Goal>
Pick out each line of the material that contains the string "door", treating uppercase and lowercase as different, and copy those lines unchanged.

Information given>
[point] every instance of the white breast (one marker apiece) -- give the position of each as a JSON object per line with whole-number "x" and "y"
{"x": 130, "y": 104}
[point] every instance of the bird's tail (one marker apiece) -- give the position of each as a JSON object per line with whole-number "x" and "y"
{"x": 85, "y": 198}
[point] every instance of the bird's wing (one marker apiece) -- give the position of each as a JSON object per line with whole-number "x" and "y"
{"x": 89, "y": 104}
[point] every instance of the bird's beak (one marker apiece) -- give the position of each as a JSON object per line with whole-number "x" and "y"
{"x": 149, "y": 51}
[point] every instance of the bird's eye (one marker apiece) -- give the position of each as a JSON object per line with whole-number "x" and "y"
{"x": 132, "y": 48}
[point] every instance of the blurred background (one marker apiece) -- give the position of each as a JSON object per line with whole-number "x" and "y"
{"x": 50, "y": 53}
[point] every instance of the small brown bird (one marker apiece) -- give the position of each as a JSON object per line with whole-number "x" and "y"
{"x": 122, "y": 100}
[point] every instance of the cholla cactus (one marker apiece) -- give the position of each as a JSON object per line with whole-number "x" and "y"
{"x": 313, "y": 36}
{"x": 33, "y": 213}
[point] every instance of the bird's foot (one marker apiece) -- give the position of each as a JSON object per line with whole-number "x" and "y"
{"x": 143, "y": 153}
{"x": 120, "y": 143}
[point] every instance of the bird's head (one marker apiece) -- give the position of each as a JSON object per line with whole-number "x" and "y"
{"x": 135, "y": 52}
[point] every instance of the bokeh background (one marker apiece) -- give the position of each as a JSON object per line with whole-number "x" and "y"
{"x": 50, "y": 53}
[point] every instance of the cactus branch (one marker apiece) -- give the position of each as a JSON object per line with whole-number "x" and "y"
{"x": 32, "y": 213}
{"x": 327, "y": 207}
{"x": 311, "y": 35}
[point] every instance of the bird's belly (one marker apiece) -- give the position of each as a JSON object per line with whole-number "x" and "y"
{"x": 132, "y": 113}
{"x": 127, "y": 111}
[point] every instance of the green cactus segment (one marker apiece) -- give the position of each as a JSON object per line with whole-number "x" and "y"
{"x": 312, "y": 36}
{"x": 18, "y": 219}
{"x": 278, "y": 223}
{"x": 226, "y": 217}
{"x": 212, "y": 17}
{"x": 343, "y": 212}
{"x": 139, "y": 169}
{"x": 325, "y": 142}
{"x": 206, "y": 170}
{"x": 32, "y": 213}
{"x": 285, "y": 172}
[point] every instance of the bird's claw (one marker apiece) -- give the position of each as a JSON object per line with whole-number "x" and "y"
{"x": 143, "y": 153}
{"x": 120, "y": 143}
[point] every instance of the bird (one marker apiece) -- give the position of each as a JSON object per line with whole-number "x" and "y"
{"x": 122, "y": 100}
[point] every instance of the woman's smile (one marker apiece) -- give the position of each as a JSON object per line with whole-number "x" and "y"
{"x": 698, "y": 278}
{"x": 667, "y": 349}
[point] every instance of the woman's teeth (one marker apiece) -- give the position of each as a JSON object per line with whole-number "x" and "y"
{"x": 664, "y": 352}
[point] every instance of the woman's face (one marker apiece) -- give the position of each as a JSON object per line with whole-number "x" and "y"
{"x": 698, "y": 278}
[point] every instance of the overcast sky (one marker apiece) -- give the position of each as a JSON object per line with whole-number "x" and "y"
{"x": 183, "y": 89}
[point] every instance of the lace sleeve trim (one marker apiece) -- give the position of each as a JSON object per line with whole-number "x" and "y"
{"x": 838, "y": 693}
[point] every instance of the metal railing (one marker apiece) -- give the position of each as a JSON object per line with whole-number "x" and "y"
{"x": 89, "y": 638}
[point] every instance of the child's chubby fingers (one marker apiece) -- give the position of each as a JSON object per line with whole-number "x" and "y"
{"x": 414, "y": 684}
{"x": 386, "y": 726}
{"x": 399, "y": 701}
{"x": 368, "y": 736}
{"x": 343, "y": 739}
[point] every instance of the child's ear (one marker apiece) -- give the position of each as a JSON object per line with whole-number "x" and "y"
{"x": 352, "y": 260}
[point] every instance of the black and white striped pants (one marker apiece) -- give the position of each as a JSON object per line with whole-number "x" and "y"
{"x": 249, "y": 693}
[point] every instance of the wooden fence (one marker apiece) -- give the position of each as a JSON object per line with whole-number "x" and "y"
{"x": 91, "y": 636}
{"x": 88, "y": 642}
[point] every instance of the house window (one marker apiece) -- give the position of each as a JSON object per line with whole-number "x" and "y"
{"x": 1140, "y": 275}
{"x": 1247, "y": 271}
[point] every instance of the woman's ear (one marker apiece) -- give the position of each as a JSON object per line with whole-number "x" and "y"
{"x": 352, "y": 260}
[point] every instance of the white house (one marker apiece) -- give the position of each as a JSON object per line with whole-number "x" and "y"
==
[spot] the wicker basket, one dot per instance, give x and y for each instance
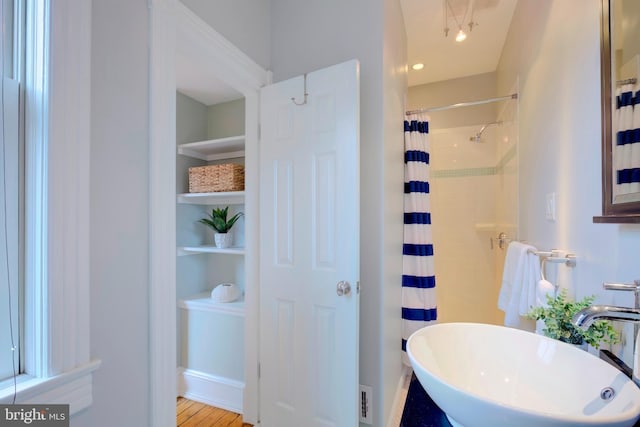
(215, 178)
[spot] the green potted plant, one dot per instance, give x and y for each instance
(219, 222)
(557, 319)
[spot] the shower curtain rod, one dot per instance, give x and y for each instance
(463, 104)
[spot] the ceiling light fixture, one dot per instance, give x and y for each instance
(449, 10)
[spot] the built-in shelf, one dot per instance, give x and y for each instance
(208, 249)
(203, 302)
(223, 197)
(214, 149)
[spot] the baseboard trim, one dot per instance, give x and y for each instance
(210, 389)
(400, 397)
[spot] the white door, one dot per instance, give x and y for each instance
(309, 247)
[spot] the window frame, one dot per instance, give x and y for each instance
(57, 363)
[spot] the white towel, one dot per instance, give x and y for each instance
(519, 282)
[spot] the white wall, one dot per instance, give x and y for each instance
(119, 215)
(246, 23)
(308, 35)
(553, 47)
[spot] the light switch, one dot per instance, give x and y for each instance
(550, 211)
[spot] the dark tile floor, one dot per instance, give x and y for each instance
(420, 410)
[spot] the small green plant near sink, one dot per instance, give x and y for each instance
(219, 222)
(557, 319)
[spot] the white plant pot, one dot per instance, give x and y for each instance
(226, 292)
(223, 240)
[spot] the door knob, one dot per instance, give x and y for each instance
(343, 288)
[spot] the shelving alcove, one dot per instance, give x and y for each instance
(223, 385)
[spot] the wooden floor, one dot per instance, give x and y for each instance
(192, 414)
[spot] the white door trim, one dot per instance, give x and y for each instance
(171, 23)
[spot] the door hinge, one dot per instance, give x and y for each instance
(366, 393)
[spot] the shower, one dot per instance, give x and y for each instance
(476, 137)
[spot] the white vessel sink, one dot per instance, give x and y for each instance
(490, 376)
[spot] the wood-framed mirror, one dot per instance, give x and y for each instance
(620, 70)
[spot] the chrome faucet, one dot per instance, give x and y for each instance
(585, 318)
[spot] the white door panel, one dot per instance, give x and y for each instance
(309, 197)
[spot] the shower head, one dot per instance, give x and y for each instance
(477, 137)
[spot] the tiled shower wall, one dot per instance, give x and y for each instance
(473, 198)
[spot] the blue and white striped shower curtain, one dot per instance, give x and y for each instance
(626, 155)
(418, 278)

Answer to this problem>
[spot] the white door, one dot per instance, give x and y for each instance
[spot] the door knob, one dot per instance, give x and y for each instance
[spot] the white door trim, one dot per instance, give x and y for each instance
[spot] the door hinge, one dot per instance, give x and y for each instance
[spot] the white door panel, one dot per instance, give x and y for each instance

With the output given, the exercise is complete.